[[ Passage shown, beginning ]]

1851 –13/04/1936
A labourer and gardener
Relatives
Research:
Plot 756 Robert Henry Gibson (1851-1936)
Robert was born in 1851 in Long Crendon, Bucks, the son of unmarried mother Emma Gibson, a lace maker. In the 1851 census he is recorded as living with his grandparents, Joseph and Martha Gibson in Long Crendon and is shown as their son. His mother, who had a second child, Ellen, in 1855, married Thomas Hamp in 1857. When he died she married again to Cornelius Oliver, a widowed agricultural labourer.
The 1861 census shows young Robert in a very extended household with his mother, now Emma Oliver; his step-father Cornelius Oliver; Reuben Loader, the son of Cornelius’s first wife; Ellen Gibson, Robert’s six year-old sister ,and William Oliver, Ellen and Cornelius’s son.
In 1871 Robert and his step-brother Reuben Loader, both aged 20, were living with his mother and step-father in Pound Lane, Thame. Both were described as “boarders” and both, like their step-father, were agricultural labourers.
Robert married Ellen Dickens in Thame in 1873.

[[ Passage shown, end ]]

Rewrite the Robert Henry Gibson passage starting at "The 1861 census" and stopping after "and Cornelius’s son.", swapping "extended household" for "crowded household". The records have no connection to the Robert Henry Gibson passage.

[[ Available data, beginning ]]

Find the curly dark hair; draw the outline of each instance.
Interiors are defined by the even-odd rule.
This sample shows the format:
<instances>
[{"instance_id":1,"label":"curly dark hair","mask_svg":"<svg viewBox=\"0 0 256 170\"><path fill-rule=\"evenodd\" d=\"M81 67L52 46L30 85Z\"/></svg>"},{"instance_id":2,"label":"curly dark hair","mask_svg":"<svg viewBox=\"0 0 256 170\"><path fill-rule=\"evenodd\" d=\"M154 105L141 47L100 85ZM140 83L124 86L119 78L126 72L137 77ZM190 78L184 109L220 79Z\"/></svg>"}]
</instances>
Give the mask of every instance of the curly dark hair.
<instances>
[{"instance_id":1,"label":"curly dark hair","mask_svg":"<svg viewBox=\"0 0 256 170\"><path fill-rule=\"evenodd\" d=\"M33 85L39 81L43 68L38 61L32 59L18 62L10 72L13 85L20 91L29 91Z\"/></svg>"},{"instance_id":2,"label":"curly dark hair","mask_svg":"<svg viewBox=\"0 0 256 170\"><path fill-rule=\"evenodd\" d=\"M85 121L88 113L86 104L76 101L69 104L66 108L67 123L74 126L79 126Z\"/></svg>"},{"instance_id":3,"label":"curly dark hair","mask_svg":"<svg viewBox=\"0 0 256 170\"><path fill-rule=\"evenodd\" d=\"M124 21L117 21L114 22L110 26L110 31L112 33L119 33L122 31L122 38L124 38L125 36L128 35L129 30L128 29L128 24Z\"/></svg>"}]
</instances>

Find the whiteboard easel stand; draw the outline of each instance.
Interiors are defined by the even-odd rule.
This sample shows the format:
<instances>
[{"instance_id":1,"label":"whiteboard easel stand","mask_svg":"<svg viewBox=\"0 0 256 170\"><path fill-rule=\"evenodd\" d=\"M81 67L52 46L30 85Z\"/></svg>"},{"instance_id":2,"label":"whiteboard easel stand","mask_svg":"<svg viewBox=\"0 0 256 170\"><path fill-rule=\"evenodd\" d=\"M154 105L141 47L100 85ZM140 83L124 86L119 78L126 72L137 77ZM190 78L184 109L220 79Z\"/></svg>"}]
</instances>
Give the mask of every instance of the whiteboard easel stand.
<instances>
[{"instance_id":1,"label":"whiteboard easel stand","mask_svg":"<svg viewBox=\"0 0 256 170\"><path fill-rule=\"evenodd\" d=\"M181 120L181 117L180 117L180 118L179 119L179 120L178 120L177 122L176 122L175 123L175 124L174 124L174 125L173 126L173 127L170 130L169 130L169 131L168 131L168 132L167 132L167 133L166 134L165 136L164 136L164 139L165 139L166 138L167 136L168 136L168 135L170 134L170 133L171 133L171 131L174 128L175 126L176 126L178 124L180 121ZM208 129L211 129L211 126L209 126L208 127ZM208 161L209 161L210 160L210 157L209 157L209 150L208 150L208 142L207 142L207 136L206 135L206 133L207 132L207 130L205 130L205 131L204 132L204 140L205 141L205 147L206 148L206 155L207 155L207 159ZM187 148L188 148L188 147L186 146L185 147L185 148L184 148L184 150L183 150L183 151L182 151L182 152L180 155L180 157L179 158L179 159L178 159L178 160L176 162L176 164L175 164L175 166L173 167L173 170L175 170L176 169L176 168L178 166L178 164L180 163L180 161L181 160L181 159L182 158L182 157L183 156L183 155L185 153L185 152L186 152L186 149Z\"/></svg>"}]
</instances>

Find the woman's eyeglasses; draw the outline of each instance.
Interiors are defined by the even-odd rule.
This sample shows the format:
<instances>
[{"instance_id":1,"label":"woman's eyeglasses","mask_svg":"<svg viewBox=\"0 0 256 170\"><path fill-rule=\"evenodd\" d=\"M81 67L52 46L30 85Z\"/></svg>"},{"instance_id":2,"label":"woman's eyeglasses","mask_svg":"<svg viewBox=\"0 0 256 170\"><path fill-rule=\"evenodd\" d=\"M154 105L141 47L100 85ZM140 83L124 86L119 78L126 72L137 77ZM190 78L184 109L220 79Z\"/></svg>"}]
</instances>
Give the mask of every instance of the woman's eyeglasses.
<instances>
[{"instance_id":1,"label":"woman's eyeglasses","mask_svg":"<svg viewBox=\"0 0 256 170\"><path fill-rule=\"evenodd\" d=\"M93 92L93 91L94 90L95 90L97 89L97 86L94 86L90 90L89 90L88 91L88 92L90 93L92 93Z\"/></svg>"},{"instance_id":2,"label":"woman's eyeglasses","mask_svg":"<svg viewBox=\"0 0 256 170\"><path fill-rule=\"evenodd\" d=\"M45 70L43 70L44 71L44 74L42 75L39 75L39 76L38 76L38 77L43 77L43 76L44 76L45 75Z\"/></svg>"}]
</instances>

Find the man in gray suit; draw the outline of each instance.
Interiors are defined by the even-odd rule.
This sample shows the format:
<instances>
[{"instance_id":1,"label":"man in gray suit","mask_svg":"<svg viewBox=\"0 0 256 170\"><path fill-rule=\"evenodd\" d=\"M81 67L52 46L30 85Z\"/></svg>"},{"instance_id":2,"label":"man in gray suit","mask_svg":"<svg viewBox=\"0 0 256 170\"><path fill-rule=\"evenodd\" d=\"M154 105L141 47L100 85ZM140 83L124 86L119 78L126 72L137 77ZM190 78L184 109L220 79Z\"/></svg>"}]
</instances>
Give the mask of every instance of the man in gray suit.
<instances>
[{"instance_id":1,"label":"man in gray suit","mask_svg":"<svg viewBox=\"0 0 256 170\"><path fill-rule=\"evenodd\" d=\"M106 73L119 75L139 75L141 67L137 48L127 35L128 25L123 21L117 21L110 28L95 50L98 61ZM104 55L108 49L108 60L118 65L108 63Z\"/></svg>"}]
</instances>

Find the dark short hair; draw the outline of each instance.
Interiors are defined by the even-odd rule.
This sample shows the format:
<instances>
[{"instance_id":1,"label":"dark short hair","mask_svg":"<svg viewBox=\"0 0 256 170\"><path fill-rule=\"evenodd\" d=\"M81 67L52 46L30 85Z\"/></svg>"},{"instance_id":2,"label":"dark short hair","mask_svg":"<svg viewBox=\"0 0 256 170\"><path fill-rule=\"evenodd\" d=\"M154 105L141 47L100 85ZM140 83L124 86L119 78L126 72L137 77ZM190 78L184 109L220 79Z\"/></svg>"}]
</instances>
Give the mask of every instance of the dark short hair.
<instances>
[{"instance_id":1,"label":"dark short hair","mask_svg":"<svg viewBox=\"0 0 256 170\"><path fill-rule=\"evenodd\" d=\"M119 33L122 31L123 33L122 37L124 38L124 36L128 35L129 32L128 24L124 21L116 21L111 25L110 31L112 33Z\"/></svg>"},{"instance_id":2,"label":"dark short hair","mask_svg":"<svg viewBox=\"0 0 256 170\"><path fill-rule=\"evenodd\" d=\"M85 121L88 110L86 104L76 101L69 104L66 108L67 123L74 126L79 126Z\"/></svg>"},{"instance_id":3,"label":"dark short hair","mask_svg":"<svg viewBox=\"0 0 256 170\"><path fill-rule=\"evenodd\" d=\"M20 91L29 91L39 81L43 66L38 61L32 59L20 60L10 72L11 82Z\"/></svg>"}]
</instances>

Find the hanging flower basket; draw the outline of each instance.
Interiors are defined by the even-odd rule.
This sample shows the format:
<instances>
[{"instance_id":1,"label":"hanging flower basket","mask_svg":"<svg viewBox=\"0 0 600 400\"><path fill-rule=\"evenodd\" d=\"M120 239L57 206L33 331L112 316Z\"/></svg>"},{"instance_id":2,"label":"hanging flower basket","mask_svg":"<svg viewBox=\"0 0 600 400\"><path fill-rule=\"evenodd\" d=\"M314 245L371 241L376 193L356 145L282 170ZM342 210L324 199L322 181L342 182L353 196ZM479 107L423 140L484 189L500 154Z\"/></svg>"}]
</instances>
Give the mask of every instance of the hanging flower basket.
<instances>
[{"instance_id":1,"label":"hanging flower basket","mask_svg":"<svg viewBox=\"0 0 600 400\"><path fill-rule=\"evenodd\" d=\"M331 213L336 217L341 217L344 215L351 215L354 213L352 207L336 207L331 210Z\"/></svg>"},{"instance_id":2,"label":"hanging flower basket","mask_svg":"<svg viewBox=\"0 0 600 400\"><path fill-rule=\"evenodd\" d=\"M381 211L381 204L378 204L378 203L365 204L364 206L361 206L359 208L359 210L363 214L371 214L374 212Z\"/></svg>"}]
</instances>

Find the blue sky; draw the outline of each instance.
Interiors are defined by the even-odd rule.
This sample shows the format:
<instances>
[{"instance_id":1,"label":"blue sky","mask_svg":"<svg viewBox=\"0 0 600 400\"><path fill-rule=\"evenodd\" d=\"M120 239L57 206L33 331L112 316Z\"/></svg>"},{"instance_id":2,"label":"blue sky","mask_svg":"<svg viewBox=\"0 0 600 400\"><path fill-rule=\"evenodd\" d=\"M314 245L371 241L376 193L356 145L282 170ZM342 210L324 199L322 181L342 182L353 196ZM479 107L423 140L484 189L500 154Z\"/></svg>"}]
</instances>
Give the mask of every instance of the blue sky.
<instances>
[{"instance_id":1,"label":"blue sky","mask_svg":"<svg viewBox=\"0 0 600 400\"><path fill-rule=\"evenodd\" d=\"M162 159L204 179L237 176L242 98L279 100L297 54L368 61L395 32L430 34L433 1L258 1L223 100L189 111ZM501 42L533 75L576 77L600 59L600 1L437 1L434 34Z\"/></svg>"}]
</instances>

[[ Available data, end ]]

## Task solution
The 1861 census shows young Robert in a very crowded household with his mother, now Emma Oliver; his step-father Cornelius Oliver; Reuben Loader, the son of Cornelius’s first wife; Ellen Gibson, Robert’s six year-old sister ,and William Oliver, Ellen and Cornelius’s son.